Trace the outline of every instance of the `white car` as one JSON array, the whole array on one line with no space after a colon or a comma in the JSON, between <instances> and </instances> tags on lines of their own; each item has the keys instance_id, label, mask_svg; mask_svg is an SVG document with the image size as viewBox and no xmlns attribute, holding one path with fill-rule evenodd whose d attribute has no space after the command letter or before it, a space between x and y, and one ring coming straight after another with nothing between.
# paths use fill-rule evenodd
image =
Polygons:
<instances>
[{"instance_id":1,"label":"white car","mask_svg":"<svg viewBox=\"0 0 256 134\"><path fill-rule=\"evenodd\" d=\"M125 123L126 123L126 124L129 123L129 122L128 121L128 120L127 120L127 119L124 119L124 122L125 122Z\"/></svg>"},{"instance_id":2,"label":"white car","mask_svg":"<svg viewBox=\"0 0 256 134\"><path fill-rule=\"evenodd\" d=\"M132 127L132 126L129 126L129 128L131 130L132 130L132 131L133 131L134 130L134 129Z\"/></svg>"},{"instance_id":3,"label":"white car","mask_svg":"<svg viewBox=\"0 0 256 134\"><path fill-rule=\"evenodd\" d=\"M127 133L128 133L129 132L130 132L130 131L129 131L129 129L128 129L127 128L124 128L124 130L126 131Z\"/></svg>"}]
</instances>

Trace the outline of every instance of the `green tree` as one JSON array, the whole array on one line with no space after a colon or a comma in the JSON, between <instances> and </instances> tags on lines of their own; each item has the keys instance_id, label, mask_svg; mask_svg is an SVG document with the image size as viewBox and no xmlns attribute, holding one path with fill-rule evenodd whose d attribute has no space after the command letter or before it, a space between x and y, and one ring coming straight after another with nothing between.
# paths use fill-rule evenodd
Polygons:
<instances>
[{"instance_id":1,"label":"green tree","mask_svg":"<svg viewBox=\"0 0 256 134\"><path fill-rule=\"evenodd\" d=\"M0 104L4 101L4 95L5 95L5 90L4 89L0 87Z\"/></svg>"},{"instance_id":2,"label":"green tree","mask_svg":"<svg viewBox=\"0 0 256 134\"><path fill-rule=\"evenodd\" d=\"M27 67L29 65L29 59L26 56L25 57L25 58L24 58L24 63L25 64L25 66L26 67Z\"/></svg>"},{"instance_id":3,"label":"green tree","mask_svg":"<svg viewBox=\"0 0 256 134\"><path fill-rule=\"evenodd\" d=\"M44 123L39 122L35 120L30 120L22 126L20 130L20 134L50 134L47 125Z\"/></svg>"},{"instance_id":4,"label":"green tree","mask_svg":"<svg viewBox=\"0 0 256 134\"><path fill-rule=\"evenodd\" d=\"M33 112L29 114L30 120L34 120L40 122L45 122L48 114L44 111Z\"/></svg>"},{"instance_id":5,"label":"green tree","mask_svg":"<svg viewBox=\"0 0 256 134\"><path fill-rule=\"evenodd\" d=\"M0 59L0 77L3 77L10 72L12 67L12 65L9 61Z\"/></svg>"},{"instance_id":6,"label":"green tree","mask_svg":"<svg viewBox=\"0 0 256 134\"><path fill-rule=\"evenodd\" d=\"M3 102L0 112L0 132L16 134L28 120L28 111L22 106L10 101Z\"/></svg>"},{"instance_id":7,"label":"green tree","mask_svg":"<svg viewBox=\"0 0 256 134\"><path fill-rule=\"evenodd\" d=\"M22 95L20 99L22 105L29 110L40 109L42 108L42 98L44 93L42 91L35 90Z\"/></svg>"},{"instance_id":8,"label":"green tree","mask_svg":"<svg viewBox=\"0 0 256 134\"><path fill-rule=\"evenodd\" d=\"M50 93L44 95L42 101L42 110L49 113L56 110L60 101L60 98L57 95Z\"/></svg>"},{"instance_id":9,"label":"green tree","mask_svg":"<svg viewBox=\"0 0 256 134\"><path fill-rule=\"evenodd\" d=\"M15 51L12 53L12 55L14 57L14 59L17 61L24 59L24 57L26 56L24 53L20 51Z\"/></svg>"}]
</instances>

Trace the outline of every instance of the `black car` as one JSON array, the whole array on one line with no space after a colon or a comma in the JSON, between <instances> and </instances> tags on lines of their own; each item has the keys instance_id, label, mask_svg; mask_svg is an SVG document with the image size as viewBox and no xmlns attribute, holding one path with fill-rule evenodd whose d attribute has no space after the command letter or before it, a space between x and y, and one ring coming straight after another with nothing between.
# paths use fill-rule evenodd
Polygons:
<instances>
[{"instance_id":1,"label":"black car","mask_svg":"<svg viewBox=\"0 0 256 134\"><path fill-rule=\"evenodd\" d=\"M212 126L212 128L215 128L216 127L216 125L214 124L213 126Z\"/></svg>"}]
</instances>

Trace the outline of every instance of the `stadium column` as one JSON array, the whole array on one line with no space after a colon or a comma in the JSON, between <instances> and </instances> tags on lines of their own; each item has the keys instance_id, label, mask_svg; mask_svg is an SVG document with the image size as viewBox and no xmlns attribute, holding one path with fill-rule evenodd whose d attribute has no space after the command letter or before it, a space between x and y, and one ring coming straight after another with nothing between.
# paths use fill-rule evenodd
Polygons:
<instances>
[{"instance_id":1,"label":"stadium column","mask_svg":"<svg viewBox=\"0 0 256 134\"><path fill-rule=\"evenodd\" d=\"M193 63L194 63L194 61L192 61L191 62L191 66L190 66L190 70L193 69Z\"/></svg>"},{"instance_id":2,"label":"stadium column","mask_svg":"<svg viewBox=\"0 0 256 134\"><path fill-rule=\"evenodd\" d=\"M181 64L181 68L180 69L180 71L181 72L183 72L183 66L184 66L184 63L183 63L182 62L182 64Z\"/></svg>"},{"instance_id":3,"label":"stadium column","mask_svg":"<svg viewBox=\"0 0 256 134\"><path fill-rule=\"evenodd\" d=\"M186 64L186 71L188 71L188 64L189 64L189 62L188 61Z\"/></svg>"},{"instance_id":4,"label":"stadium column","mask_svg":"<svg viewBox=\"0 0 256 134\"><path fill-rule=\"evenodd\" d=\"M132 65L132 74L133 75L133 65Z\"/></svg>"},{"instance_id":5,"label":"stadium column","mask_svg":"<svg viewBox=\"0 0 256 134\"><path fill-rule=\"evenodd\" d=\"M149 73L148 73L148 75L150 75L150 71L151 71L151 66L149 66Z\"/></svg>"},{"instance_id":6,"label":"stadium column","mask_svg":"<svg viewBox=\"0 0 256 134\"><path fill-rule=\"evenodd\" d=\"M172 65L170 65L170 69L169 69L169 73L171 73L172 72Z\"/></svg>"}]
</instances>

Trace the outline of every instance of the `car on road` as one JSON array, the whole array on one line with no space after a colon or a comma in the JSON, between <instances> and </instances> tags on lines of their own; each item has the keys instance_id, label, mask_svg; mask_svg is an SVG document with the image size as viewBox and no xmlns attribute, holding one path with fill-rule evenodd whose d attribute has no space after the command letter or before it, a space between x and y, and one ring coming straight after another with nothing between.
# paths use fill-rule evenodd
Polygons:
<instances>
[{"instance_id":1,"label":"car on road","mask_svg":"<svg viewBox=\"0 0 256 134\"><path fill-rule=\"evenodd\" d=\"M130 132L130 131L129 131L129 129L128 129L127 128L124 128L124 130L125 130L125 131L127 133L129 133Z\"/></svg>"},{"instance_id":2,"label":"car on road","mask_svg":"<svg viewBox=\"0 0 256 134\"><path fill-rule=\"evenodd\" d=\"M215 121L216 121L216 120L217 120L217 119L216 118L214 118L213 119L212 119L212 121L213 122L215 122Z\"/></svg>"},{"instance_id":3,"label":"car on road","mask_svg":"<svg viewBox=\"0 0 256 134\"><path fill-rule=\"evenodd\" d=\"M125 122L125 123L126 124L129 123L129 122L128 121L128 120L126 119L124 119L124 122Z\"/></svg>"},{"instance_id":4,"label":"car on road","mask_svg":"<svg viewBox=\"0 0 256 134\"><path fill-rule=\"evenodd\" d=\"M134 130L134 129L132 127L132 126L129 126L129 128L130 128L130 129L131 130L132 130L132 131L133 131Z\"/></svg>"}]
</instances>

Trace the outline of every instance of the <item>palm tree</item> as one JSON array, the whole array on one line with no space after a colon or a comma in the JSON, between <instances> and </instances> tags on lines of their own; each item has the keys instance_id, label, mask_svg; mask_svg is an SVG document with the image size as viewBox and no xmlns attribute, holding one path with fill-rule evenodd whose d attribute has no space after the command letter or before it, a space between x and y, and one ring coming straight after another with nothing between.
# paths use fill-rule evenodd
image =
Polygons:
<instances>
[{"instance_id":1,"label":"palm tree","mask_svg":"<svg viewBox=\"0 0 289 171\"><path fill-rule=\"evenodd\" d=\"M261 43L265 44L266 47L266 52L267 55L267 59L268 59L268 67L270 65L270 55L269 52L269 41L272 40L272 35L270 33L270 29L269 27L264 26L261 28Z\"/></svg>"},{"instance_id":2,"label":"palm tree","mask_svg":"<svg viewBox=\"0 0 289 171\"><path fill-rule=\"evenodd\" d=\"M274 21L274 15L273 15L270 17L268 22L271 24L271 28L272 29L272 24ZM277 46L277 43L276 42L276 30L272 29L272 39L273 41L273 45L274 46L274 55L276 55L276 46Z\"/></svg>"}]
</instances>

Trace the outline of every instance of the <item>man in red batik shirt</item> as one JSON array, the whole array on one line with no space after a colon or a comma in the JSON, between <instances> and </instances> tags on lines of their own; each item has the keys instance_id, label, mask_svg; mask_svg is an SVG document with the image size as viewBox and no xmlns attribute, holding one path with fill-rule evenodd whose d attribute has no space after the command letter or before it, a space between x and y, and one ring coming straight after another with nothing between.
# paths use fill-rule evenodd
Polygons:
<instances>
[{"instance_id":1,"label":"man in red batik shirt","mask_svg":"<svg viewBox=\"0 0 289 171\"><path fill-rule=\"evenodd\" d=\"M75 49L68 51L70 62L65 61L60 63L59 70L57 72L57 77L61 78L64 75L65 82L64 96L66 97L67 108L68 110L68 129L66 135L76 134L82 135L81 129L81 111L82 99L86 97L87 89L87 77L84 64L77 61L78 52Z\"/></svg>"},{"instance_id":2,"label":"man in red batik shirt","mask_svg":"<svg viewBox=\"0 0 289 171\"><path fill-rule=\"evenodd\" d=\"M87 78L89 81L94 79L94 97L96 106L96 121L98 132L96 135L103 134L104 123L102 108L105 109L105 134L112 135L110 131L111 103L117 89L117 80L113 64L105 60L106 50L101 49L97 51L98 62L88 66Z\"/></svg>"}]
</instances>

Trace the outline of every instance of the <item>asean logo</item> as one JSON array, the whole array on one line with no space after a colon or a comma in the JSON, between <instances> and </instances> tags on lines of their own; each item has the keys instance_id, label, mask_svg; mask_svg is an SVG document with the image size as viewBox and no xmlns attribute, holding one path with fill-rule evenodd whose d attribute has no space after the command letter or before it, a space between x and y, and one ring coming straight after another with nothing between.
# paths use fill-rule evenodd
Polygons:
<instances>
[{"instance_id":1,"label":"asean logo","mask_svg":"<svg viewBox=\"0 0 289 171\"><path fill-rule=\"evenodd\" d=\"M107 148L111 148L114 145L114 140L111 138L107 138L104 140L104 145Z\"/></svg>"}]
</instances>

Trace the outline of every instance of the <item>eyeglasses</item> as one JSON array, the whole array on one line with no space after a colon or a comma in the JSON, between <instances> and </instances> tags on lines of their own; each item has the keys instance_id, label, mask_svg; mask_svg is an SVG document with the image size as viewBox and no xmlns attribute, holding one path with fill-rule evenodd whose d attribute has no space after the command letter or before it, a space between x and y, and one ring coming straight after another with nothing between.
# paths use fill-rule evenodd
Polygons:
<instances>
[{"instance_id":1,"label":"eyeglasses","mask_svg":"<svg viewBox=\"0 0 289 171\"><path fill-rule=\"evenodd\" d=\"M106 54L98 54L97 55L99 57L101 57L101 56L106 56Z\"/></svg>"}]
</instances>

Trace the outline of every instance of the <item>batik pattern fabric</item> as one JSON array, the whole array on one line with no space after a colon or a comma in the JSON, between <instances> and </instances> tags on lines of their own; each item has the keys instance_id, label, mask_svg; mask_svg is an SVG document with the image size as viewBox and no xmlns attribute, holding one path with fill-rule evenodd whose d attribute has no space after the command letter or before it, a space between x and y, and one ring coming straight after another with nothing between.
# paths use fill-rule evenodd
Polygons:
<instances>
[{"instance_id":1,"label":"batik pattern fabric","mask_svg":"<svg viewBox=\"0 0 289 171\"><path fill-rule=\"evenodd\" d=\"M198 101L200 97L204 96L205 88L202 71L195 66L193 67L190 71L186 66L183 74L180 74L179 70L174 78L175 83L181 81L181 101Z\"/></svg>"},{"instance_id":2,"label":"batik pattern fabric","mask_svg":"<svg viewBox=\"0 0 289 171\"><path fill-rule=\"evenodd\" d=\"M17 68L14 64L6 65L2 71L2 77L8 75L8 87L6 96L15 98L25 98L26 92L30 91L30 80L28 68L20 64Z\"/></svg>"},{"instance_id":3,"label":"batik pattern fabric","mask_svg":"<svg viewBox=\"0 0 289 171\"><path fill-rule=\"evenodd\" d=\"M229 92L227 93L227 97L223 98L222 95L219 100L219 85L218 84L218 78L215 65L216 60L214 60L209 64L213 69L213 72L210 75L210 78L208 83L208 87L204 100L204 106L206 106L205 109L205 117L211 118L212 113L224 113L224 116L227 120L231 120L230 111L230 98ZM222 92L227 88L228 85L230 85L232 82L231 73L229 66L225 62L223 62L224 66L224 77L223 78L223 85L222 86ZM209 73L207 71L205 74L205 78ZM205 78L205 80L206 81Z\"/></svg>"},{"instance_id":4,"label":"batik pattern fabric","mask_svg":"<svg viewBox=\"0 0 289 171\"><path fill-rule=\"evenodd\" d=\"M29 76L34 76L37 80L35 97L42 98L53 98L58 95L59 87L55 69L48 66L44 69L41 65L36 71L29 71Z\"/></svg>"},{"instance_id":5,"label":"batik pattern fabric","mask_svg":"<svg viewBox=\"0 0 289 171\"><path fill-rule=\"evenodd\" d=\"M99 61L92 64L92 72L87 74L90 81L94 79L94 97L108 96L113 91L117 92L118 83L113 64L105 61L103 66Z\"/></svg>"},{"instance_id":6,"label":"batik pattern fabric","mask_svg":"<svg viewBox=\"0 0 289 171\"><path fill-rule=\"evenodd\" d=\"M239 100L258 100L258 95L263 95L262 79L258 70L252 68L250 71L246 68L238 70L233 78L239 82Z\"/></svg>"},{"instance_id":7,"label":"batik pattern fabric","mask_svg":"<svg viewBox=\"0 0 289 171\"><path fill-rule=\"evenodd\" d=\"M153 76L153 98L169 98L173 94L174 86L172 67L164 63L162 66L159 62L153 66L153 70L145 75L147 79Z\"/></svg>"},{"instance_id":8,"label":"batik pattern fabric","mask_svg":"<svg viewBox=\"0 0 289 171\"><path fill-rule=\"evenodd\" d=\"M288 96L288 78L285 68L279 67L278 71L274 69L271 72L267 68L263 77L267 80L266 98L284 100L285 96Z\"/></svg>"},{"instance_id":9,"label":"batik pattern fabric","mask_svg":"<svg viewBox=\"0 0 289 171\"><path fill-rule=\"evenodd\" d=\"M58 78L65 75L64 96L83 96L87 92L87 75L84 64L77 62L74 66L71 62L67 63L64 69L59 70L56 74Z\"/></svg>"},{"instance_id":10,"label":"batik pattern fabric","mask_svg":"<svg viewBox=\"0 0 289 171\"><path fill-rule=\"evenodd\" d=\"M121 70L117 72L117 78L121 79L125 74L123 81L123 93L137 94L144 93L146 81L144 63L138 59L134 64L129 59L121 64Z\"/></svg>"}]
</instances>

▶ [Work instructions]: List every line of the rows above that contains the string "eyeglasses", copying each one in full. Case counts.

▶ [Answer to this problem]:
Trace the outline of every instance of the <item>eyeglasses</item> as one JSON array, the whole array on one line with no space after a colon or a comma in the JSON, between <instances> and </instances> tags on lines of their own; each item has the keys instance_id, label, mask_svg; mask_svg is an SVG document with the image size as viewBox and no xmlns attribute, holding one path with fill-rule evenodd whose d attribute has no space after the command letter or before it, a space between x and y, and one ring coming straight after another with nothing between.
[{"instance_id":1,"label":"eyeglasses","mask_svg":"<svg viewBox=\"0 0 289 171\"><path fill-rule=\"evenodd\" d=\"M106 54L98 54L97 55L99 57L101 57L101 56L106 56Z\"/></svg>"}]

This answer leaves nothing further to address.